Исходный текст =
##############################

Модест Андреевич Корф окончил курс в Царскосельском лицее с похвальным листом № 4 и правом на серебряную медаль. Был одним из немногих, кто ничего не написал при прощании в альбом директора Лицея Е. А. Энгельгардта, также скуп он был и по отношению к своим товарищам, с которыми провёл в лицейских стенах немалые шесть лет.

Служил Корф сначала в министерстве юстиции и в комиссии составления законов. Затем в течение пяти лет состоял при графе Сперанском во Втором отделении Собственной его Императорского величества канцелярии. С 1831 года управлял делами Комитета министров, с 1834 года был государственным секретарём, а в 1843 году назначен членом Государственного Совета.

Необходимо отметить, что на каких бы должностях ни находился барон Корф, везде под его руководством воцарялся идеальный порядок и формировалась образцовая система управления. Он был придирчив и требователен, очень деятелен и рационален в своих действиях. Начальство осыпало его милостями и наградами, Сперанский говорил о нём как о «лучшем работнике», у министра юстиции Лобанова Корф также был в фаворитах и в самых близких сотрудниках, которому он мог доверить любую, даже самую сложную задачу.

А у руководства таких «сложных» задач было немало. В 1848 году решением Императора был создан тайный комитет постоянного надзора за «духом и направлением книгопечатаний». Членом этого комитета утверждается барон Корф. «Чёрный совет» – так называли его все прогрессивно настроенные представители тогдашней интеллигенции. Это был орган секретной цензуры, помимо той, что имелась при небезызвестном управлении графа Бенкендорфа, перешедшая во времена Корфа к князю Алексею Фёдоровичу Орлову.

##############################

Задания =
**1)** Перепишите из текста о Корфе всё, начиная со слов «Служил Корф сначала» и вплоть до слов «членом Государственного Совета.».
**2)** Ответьте по тексту о Корфе:
(a) Под каким номером был похвальный лист, с которым Корф окончил лицей?
(b) С какого года Корф был государственным секретарём?
(c) В каком году решением Императора был создан тайный комитет надзора за «духом и направлением книгопечатаний»?
Записи составляют самостоятельный материал и с текстом о Корфе не связаны.

##############################

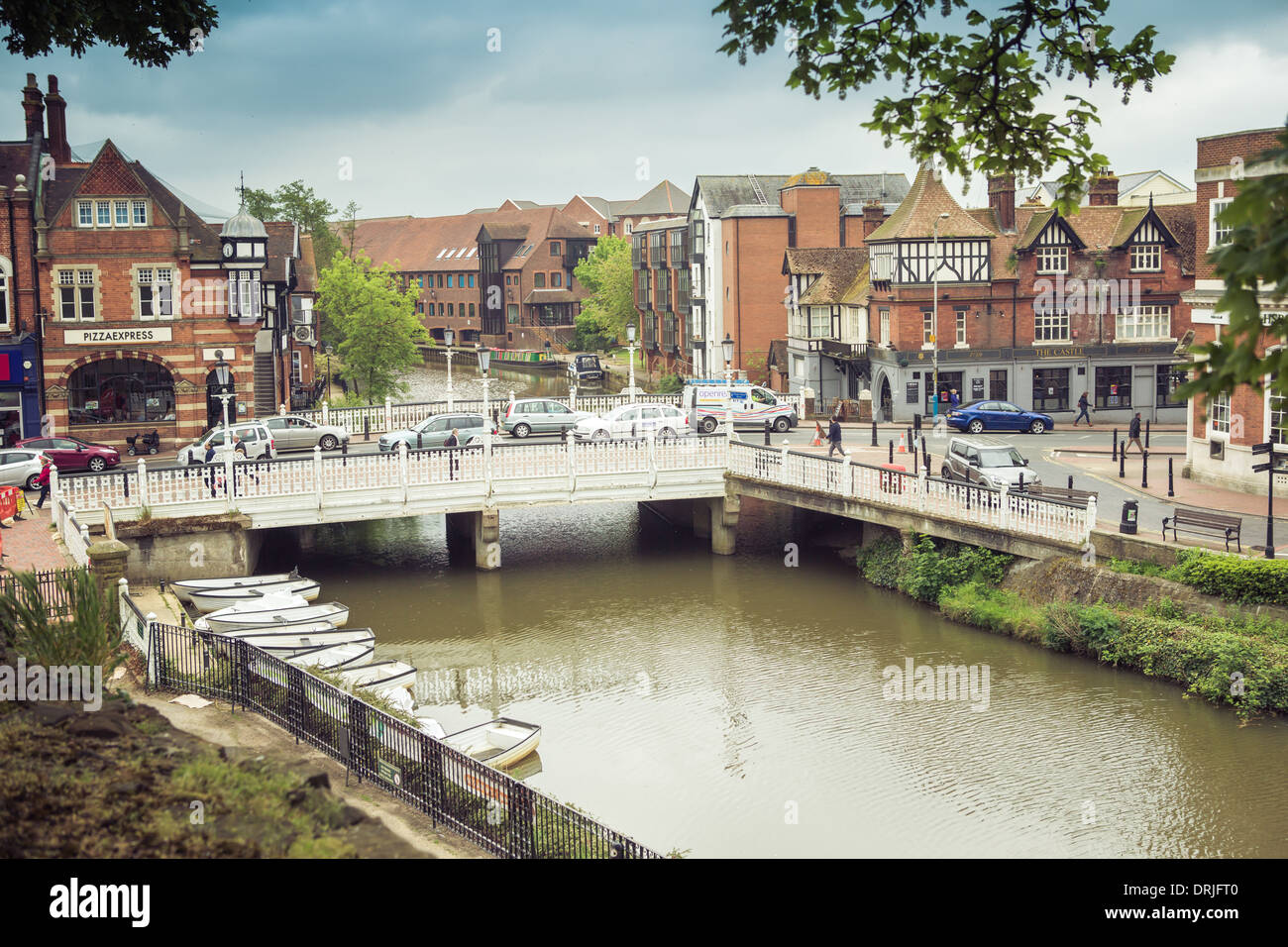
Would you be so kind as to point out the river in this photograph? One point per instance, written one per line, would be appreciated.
(734, 706)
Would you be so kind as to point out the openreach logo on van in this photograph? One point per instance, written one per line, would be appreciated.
(78, 684)
(915, 682)
(75, 900)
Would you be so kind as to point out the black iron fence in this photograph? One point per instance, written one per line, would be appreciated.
(485, 805)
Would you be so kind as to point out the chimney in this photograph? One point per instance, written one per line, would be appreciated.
(1001, 198)
(34, 107)
(58, 147)
(1104, 191)
(872, 215)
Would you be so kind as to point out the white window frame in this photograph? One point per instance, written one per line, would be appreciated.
(1146, 253)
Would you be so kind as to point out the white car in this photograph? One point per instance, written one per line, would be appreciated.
(254, 442)
(634, 420)
(20, 468)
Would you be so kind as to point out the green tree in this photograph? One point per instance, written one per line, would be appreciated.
(150, 31)
(608, 277)
(376, 321)
(1256, 256)
(969, 99)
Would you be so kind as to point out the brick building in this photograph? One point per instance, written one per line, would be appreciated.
(1033, 307)
(137, 296)
(1219, 449)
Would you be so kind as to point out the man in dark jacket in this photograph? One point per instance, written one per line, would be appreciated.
(1133, 434)
(833, 437)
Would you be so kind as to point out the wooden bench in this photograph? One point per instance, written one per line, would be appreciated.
(1080, 496)
(1206, 522)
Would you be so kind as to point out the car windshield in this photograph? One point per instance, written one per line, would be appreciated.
(1001, 457)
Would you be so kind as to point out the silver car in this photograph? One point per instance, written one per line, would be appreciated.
(526, 416)
(434, 431)
(20, 468)
(291, 432)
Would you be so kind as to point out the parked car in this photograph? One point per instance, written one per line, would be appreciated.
(254, 442)
(634, 420)
(291, 432)
(987, 460)
(526, 416)
(20, 468)
(72, 454)
(982, 415)
(434, 431)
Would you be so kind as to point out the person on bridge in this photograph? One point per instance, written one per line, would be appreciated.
(1133, 434)
(1083, 406)
(833, 436)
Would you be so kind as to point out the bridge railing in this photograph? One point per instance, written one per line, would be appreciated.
(1009, 512)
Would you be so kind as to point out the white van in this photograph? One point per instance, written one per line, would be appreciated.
(706, 402)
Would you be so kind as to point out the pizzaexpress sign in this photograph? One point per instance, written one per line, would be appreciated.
(107, 337)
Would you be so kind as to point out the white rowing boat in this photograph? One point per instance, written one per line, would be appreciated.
(217, 599)
(187, 586)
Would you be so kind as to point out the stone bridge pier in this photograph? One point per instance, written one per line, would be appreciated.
(478, 531)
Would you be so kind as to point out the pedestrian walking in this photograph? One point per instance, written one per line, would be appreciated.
(1083, 407)
(1133, 434)
(43, 480)
(833, 437)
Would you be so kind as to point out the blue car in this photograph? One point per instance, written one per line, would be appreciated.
(982, 415)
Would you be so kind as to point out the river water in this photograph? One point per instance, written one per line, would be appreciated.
(734, 706)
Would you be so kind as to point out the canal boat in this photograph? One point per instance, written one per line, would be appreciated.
(214, 599)
(273, 617)
(183, 590)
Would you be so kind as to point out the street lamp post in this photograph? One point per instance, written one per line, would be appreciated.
(728, 354)
(934, 324)
(449, 338)
(630, 350)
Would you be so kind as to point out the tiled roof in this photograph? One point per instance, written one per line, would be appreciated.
(721, 191)
(915, 215)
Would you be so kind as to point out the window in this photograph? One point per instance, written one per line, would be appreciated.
(1050, 389)
(120, 389)
(1218, 232)
(1219, 414)
(1113, 385)
(1146, 257)
(76, 294)
(1052, 260)
(1050, 325)
(1168, 379)
(156, 292)
(1144, 322)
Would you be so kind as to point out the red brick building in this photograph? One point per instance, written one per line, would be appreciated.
(1219, 449)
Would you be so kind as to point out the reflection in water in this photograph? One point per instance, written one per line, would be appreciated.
(692, 699)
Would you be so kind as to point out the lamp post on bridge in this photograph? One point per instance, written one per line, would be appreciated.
(449, 338)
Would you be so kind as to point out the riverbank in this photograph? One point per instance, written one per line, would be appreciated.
(1209, 647)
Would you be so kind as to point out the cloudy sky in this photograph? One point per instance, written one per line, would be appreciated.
(583, 97)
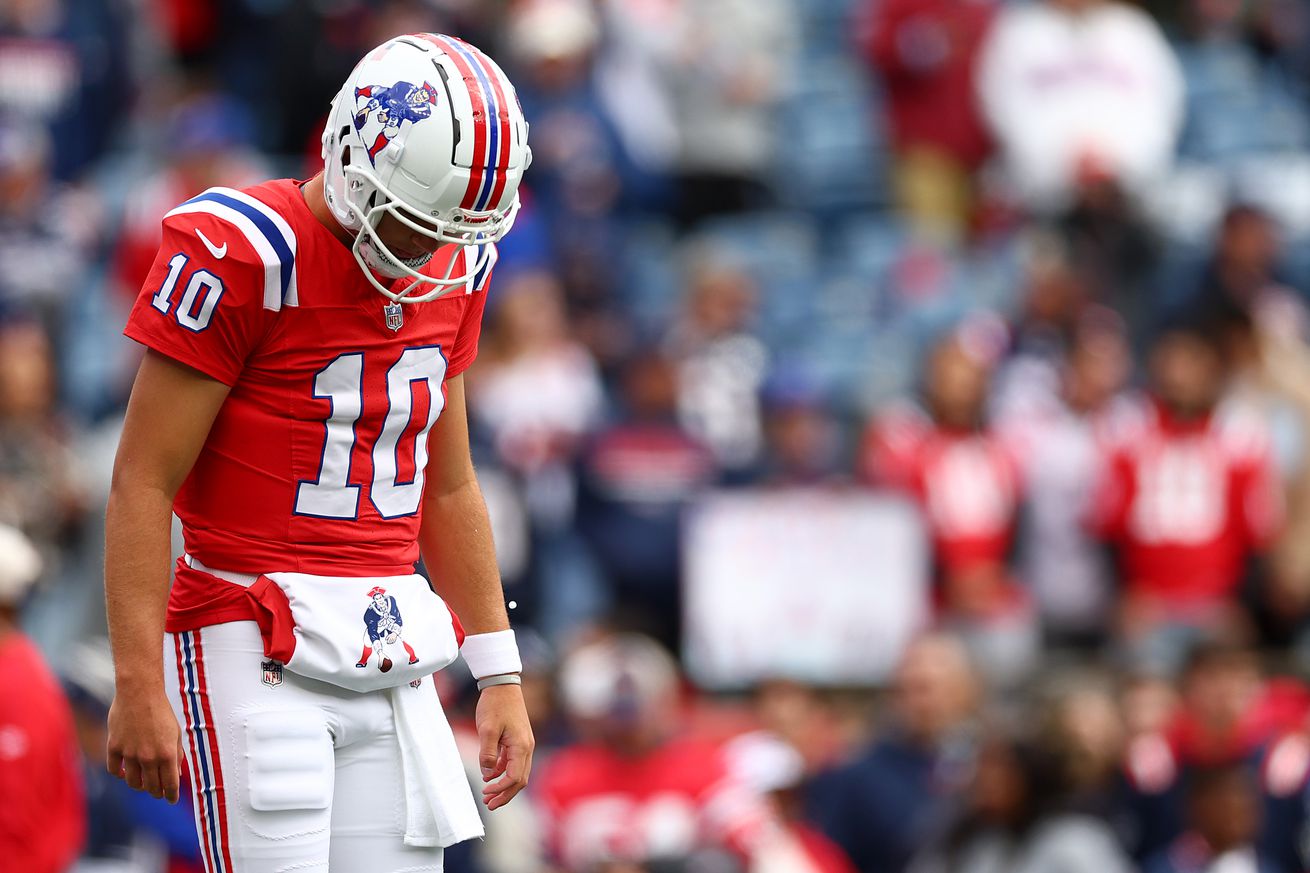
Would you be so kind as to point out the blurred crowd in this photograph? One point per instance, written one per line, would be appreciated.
(1038, 269)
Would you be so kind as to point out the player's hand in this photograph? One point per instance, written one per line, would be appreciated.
(144, 745)
(506, 743)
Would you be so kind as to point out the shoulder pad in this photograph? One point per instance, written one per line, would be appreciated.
(263, 228)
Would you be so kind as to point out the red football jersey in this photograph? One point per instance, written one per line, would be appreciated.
(1187, 502)
(316, 459)
(967, 483)
(677, 798)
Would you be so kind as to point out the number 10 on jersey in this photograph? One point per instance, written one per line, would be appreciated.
(341, 383)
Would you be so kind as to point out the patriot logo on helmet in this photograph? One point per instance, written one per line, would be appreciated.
(389, 108)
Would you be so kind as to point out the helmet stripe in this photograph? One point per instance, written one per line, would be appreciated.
(480, 131)
(502, 159)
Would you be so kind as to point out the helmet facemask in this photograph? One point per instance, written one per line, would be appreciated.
(472, 231)
(439, 151)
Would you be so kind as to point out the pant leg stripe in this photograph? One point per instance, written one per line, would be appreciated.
(220, 795)
(206, 787)
(197, 785)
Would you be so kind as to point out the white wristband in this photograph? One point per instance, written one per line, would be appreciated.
(489, 654)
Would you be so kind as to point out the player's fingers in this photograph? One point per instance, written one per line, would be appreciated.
(132, 774)
(518, 764)
(489, 751)
(151, 767)
(170, 776)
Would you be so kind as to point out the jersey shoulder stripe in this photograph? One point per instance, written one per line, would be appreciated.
(265, 230)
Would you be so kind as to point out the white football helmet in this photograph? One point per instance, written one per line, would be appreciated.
(429, 130)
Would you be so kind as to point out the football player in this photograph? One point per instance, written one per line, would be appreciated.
(301, 409)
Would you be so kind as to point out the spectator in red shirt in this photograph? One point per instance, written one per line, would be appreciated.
(925, 53)
(42, 818)
(950, 460)
(633, 791)
(1188, 496)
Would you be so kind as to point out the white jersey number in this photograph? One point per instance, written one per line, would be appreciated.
(341, 383)
(202, 282)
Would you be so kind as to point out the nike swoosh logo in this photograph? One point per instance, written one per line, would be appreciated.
(216, 251)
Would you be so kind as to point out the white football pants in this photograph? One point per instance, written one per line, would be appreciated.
(288, 775)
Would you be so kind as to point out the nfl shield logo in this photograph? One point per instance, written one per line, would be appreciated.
(271, 674)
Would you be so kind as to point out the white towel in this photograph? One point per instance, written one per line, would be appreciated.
(439, 806)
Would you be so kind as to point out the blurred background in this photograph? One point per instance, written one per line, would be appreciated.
(895, 417)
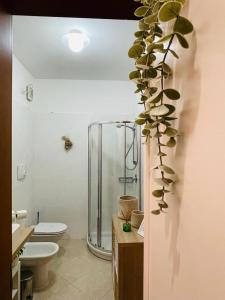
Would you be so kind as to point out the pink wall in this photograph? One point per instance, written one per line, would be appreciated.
(185, 248)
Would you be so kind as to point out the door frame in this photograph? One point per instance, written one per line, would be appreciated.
(5, 154)
(68, 8)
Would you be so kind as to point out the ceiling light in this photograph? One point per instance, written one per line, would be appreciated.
(77, 40)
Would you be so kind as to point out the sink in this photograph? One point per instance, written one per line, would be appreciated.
(15, 231)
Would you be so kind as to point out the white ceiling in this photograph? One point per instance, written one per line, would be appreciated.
(39, 44)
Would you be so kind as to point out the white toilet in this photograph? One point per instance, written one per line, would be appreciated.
(48, 232)
(36, 256)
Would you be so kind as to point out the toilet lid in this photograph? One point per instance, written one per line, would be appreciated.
(50, 228)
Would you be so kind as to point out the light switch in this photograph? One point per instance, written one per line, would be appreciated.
(21, 172)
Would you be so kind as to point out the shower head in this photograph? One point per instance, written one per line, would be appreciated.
(122, 125)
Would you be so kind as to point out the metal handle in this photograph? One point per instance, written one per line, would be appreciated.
(128, 179)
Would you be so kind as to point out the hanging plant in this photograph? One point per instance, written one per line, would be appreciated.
(151, 50)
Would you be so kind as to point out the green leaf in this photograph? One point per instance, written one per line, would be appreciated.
(153, 90)
(142, 25)
(171, 132)
(145, 61)
(156, 99)
(183, 25)
(141, 11)
(166, 68)
(169, 11)
(160, 110)
(145, 131)
(171, 143)
(158, 134)
(165, 38)
(160, 153)
(163, 205)
(140, 121)
(150, 73)
(154, 46)
(150, 19)
(168, 180)
(158, 193)
(140, 34)
(172, 94)
(183, 42)
(135, 51)
(161, 181)
(166, 169)
(156, 212)
(134, 75)
(143, 98)
(174, 53)
(171, 109)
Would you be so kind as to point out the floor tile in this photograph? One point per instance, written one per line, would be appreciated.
(76, 274)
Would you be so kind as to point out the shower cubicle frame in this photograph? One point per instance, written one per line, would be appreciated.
(96, 249)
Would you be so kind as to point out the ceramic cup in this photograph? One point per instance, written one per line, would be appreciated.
(137, 217)
(126, 205)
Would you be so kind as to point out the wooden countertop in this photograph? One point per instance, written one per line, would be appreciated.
(126, 237)
(18, 243)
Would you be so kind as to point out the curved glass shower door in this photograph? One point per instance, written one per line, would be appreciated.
(114, 165)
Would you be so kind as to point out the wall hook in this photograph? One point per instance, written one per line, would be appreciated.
(68, 144)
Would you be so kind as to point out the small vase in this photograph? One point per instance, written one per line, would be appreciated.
(126, 227)
(137, 217)
(126, 205)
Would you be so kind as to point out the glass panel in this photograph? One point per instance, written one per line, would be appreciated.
(110, 183)
(93, 183)
(132, 160)
(114, 170)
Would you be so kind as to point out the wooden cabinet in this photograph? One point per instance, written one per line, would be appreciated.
(127, 260)
(16, 280)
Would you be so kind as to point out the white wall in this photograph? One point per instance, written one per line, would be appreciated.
(66, 107)
(22, 139)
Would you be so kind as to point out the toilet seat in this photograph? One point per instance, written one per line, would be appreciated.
(38, 250)
(50, 228)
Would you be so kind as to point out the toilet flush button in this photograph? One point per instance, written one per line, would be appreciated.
(21, 172)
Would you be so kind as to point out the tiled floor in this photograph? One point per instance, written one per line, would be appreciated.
(76, 274)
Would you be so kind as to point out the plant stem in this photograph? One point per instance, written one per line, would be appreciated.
(162, 88)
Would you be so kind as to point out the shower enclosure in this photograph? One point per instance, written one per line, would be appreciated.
(114, 169)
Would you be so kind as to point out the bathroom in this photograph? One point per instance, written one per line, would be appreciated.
(68, 123)
(74, 153)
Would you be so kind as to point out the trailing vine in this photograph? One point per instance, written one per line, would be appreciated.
(151, 49)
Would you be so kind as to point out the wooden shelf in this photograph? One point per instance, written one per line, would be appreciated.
(18, 243)
(128, 262)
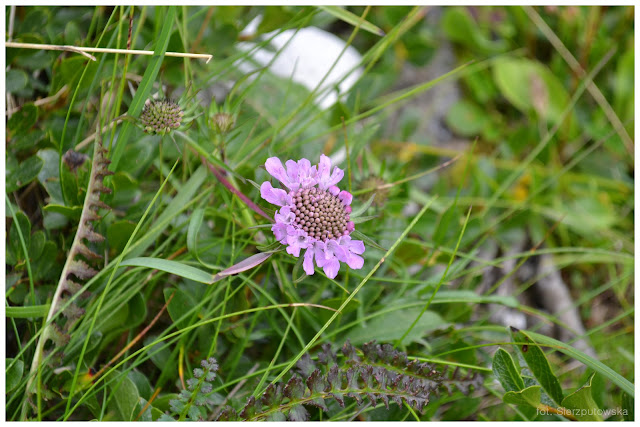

##############################

Ответы по номерам =
**1)**
Служил Корф сначала в министерстве юстиции и в комиссии составления законов. Затем в течение пяти лет состоял при графе Сперанском во Втором отделении Собственной его Императорского величества канцелярии. С 1831 года управлял делами Комитета министров, с 1834 года был государственным секретарём, а в 1843 году назначен членом Государственного Совета.

**2)**
(a) № 4
(b) С 1834 года
(c) В 1848 году